BEGIN Text for analysis
Monday, Nov. 09, 1931

Rail Dickers

For almost two years the great railroads of the land have held to their 1929 pledge to President Hoover not to cut wages during Depression.* Last week occurred the first major crack in their solid front. New York Central admitted that it was dickering with its 115,000 employes (December 1929: 170,061) to accept voluntarily a 10% pay reduction for one year. Reason: the Interstate Commerce Commission's refusal to grant the carriers a flat 15% freight rate increase.

Strongest of all unions are the "Big Four" Brotherhoods--Engineers, Firemen, Conductors, Trainmen--with 17 smaller rail groups. Their membership blankets the U. S. and Canada. First move to reduce the Brotherhood pay scale came last month in Canada where Canadian National and Canadian Pacific began negotiating directly with their employes for a voluntary wage cut. Last week the poll of C. N. and C. P. workers still remained untabulated. Upon its result largely depended the attitude of Brotherhood men in the U. S. toward pay cuts.

Brotherhood leaders in Cleveland expressed surprise when informed that N. Y. C. was negotiating directly for a lower wage scale. Technically, railroads contract with the national organizations for their union labor. The reduction must be voluntary, under the law. If the railroads attempt to force a cut on employes, the entire issue will be thrown into the lap of the U. S. Board of Mediation for settlement.

Other Labor developments of the week included the following:

Ford Cut. Dramatic was the scene at the White House in 1929 when Henry Ford rushed forth from a conference with the President to announce that, instead of cutting wages, he would up them $1, to $7 per day. Now the Ford wage scale is back again to the $6-per-day level. The company's "emergency dollar'' in 22 months added $35,176,101 to the payroll.

Improvement, Small but perceptible was an improvement in employment noted by the U. S. Department of Labor for September. More jobs, longer hours were found in coal mining, shoemaking, tobacco production, textile manufactures. Stagnant as the month preceding were the steel and motor industries.

Hopeful Green. Because October unemployment failed to show an abnormal rise. William Green, patient president of the American Federation of Labor, expressed a belief that more people were working on part time, a grain of hope.

*Fortnight ago small Gulf, Mobile & Northern R. R.. not bound by the usual labor contract, peacefully effected a 10% wage cut.
END Text for analysis
* To do
a. In the "Rail Dickers" article, rewrite the passage that begins at the words "Improvement, Small but" and stops after "grain of hope.", substituting "copper mining" for "coal mining".
b. Summarize the "Rail Dickers" article in two sentences.
c. According to the "Rail Dickers" article, what pay reduction was New York Central asking its employees to accept?
BEGIN Extracted information
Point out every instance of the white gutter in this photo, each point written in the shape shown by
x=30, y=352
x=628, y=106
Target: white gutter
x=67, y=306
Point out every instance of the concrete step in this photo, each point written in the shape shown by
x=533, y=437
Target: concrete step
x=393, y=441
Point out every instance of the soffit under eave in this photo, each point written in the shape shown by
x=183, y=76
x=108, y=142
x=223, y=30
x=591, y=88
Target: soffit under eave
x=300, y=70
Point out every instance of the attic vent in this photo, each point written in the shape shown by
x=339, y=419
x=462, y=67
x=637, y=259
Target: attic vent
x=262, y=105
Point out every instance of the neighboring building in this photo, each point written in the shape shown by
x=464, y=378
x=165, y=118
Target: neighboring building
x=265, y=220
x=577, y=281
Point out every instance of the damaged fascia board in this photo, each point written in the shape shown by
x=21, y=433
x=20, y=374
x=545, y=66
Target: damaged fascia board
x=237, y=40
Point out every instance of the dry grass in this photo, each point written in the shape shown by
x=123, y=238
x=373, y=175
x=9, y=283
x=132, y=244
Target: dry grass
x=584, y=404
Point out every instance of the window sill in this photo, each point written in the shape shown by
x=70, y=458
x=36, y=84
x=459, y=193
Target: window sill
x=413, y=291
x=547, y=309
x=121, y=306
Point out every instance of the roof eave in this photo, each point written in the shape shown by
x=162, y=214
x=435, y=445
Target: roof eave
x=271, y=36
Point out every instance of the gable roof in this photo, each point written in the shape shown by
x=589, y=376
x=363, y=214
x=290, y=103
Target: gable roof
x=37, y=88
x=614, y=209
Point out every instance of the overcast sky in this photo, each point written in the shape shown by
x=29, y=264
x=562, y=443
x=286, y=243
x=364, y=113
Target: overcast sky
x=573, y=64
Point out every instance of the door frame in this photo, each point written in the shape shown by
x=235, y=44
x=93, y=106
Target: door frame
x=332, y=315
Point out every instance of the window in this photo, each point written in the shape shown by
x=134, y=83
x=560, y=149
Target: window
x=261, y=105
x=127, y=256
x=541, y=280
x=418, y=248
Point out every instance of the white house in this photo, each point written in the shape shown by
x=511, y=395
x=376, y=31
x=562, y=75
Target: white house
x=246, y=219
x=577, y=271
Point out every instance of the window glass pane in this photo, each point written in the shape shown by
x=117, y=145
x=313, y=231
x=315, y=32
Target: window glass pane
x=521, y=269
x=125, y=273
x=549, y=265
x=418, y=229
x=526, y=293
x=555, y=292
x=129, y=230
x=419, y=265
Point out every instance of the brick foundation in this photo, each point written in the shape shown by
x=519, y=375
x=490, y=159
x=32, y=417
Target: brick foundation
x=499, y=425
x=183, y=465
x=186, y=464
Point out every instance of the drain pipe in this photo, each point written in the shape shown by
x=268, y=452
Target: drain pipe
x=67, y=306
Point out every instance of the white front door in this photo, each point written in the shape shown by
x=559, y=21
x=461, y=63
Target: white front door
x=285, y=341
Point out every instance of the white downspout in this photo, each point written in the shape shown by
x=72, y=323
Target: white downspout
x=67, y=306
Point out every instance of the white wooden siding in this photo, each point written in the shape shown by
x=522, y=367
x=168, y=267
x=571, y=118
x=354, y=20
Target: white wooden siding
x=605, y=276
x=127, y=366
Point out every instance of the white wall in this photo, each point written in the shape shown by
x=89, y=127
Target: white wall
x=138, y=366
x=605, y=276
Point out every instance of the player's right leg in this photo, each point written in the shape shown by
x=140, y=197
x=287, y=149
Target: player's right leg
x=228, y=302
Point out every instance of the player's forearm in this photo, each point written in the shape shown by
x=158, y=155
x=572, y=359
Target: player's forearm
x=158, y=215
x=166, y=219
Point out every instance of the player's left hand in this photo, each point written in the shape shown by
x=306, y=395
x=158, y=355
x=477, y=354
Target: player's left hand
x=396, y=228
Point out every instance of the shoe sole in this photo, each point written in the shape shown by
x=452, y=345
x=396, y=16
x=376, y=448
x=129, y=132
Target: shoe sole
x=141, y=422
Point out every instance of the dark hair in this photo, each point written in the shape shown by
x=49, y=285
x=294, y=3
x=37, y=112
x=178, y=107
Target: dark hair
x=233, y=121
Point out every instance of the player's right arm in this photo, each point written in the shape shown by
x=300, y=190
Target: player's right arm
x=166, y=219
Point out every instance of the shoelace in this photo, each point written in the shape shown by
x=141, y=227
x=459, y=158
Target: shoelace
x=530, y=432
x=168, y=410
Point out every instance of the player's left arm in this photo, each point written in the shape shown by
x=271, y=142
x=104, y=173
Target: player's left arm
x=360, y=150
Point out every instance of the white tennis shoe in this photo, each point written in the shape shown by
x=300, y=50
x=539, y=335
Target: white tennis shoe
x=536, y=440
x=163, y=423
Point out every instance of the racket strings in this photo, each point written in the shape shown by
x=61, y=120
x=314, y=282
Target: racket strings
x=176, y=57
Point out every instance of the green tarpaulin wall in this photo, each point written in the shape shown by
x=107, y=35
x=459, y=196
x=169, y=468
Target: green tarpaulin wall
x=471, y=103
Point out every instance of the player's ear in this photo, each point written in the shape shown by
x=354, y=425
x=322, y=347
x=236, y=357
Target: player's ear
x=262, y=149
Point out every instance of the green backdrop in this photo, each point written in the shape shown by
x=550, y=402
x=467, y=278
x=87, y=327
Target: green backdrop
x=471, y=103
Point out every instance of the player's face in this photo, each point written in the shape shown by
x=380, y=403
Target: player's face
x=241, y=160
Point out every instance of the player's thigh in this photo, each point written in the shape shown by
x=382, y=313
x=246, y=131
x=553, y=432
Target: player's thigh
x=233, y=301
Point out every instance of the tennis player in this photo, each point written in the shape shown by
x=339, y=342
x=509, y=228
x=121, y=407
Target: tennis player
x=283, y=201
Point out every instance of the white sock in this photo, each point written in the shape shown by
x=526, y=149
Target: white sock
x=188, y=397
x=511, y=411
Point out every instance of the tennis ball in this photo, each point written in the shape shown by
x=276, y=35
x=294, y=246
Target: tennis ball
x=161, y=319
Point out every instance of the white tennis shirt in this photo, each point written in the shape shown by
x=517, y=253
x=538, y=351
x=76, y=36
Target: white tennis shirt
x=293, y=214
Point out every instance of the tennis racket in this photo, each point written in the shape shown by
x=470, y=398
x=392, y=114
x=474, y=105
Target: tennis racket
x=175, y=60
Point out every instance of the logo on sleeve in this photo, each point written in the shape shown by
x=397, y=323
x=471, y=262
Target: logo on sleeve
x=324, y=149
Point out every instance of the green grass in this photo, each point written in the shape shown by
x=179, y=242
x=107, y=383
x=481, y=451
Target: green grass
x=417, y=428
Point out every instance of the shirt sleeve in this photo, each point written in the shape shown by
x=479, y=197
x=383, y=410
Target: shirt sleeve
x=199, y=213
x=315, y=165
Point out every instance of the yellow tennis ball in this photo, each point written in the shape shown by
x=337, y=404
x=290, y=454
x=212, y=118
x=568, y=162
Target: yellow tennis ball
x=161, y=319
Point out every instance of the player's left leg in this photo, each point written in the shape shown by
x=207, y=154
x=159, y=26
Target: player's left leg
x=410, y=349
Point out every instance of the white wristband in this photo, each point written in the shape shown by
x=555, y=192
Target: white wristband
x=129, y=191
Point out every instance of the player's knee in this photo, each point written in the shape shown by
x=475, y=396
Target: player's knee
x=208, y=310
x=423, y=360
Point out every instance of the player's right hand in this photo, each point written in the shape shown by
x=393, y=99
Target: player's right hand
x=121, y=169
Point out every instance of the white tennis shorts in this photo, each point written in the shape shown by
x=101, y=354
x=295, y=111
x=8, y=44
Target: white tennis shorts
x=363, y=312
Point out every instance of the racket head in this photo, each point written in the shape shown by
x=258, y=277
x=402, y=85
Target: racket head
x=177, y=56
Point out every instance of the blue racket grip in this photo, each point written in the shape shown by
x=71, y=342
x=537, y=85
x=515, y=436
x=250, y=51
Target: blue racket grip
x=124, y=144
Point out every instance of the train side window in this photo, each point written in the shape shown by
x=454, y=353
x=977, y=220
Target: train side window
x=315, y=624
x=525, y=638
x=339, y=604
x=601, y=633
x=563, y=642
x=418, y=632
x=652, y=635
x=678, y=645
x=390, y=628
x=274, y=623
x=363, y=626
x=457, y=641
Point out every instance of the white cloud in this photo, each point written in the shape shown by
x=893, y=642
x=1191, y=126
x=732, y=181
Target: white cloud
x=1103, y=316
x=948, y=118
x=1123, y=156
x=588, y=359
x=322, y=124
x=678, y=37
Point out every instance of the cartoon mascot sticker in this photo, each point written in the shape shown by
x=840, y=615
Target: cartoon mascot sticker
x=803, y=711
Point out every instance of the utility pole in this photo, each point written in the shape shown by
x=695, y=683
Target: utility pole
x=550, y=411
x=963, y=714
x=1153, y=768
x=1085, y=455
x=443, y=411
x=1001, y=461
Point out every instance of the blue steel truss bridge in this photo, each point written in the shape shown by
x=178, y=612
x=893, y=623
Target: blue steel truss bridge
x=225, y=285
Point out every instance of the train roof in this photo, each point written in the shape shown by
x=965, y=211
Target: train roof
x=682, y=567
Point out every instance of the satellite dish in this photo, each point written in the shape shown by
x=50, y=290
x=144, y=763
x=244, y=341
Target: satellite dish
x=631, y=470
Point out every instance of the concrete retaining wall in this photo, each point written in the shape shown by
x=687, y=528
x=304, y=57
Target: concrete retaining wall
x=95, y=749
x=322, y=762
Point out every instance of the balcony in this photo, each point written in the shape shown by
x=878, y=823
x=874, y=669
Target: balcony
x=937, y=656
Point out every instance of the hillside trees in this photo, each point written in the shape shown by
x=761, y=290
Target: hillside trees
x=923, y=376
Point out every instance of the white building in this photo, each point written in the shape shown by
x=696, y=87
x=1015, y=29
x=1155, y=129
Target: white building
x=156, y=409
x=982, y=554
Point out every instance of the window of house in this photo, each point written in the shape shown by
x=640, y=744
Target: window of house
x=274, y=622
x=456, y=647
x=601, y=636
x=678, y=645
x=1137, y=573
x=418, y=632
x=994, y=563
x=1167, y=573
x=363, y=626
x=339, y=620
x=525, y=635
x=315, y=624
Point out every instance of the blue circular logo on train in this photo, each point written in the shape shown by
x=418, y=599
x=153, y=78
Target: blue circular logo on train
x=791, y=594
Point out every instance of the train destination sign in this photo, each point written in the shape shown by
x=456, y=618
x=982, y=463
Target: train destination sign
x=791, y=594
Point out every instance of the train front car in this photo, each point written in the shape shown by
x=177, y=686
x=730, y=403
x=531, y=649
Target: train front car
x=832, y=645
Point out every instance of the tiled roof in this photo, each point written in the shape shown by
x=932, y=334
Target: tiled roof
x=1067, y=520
END Extracted information
* Answers to the tasks
a.
Improvement, Small but perceptible was an improvement in employment noted by the U. S. Department of Labor for September. More jobs, longer hours were found in copper mining, shoemaking, tobacco production, textile manufactures. Stagnant as the month preceding were the steel and motor industries.

Hopeful Green. Because October unemployment failed to show an abnormal rise. William Green, patient president of the American Federation of Labor, expressed a belief that more people were working on part time, a grain of hope.

b. New York Central became the first major railroad to break the 1929 pledge to President Hoover against wage cuts: it was negotiating with its 115,000 employees for a voluntary 10% pay reduction for one year after the Interstate Commerce Commission refused a flat 15% freight rate increase. The article also reports that Ford's wage scale had returned to $6 per day, that the U.S. Department of Labor saw a small improvement in employment for September, and that William Green took hope from October unemployment failing to rise abnormally.

c. A voluntary 10% pay reduction for one year.